ACTIVITY A: From the reflection on the Unrot project below, list every length of time of app use that it mentions.
ACTIVITY B: Rewrite the reflection on the Unrot project between "One specific problem" and "over the experience.", inclusive, replacing "web app" with "website".
ACTIVITY C: Continue the reflection on the Unrot project after its last sentence.

EXCERPTED TEXT:
_ _ _ _ _ _ _
One specific problem we ran into during the project was with our API integration. The original plan for Unrot was to pull a user’s existing + current chat logs from LLMs like ChatGPT and analyze them. We quickly realized that most of these LLM APIs don’t give you access to consumer chat history in any practical way, so we pivoted. We rebuilt the entire ChatGPT-style interface within our own web app, which meant all interactions happened natively on our platform. That solved the data access issue and actually gave us more control over the experience.
What’s still unresolved is whether any aspect of our product works over time. All of our user research was point-in-time, where someone used the app for 20 minutes and gave us feedback. Though that’s fine, it doesn’t tell us anything about whether behavioral change actually happens after two weeks or a month of use. That’s a big open question that we would need to look into in the future. This work definitely connected to my life outside class in a meaningful way, specifically through my startup. As a founder, you tend to build in your own image and assume your instincts about users are correct, as I mentioned above. This class gave me a more rigorous process to replace that assumption with actual evidence.
Shifting gears a little to the ethical side of things, Unrot uses two main nudging mechanisms: a visual animated brain that reacts to user behavior and text-based feedback that either encourages or calls out how the user is engaging with the LLM. These feel like acceptable nudges because they’re pretty transparent, not hidden, and not exploiting fear/urgency. The user knows exactly what the app is doing and why, but I do think there’s a manipulation risk when it comes to younger users. Students who are kids and teenagers are more emotionally susceptible to an animated character that “cares” about how they’re doing. The emotional attachment that makes the brain engaging for a college student could become something more coercive for a 12-year-old.
_ _ _ _ _ _ _
INFORMATION SUPPLIED:
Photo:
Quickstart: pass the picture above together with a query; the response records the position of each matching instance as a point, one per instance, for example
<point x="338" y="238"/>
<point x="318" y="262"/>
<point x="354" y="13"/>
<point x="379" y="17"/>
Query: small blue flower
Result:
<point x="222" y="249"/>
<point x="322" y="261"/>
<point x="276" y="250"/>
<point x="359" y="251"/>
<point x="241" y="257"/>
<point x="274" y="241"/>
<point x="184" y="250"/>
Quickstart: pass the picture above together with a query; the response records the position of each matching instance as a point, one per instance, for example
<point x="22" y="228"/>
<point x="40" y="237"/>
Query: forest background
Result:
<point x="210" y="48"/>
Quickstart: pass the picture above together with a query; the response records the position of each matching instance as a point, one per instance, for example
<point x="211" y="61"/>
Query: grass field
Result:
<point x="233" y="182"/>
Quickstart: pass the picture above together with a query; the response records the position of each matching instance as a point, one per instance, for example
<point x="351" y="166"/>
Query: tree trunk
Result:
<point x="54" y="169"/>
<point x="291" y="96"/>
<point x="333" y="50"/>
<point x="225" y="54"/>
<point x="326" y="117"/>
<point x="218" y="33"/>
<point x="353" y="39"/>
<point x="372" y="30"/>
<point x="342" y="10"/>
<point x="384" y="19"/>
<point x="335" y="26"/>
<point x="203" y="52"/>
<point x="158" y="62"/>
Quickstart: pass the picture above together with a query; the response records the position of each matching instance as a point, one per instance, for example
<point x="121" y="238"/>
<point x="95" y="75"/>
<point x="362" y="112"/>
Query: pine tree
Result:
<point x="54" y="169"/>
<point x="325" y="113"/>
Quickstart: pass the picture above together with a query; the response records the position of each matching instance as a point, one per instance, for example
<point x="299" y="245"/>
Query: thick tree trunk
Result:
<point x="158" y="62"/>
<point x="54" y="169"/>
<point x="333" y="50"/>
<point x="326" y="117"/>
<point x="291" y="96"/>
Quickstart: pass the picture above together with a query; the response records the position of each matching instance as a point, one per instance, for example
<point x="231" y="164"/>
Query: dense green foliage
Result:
_ _ _ _ _ _ _
EXERCISE RESULT A: 20 minutes, two weeks, a month

EXERCISE RESULT B:
One specific problem we ran into during the project was with our API integration. The original plan for Unrot was to pull a user’s existing + current chat logs from LLMs like ChatGPT and analyze them. We quickly realized that most of these LLM APIs don’t give you access to consumer chat history in any practical way, so we pivoted. We rebuilt the entire ChatGPT-style interface within our own website, which meant all interactions happened natively on our platform. That solved the data access issue and actually gave us more control over the experience.

EXERCISE RESULT C:
Relating to privacy, none of the user’s actual chat content is stored anywhere. It goes into an enterprise-grade LLM and a score and feedback come back out. We don’t see the data and neither does anyone else. The definition of privacy I’m working with here is basically that no third party can access your information. That said, if we ever wanted to scale or monetize, the temptation to store logs for training data or personalization would become very real. And for well-being, Unrot is most aligned with what you’d call objective list theory. The idea is that there are things that are genuinely good for people, regardless of whether they feel good in the moment. Our app is designed to push users toward those outcomes because we truly believe that outsourcing human thinking and reasoning to an AI will be dangerous, regardless of how seamless and frictionless the process seems in the moment. The risk, though, is that gamification can backfire. If someone becomes anxious about their brain score, or starts optimizing for the score rather than for actual learning, we’ve just replaced one unhealthy pattern with another.
Now, I think behavioral design is less about manipulation and more about responsibility. The line between a nudge and a manipulation is thinner than I expected, and it shifts depending on who your user is and what they’re vulnerable to. Next time I’m faced with building something that tries to change behavior, I’ll continue to draw things out, literally, because that habit alone changed how I think. Overall, there were many tangible and intangible things I learned in this class. Thank you so much for such an amazing quarter!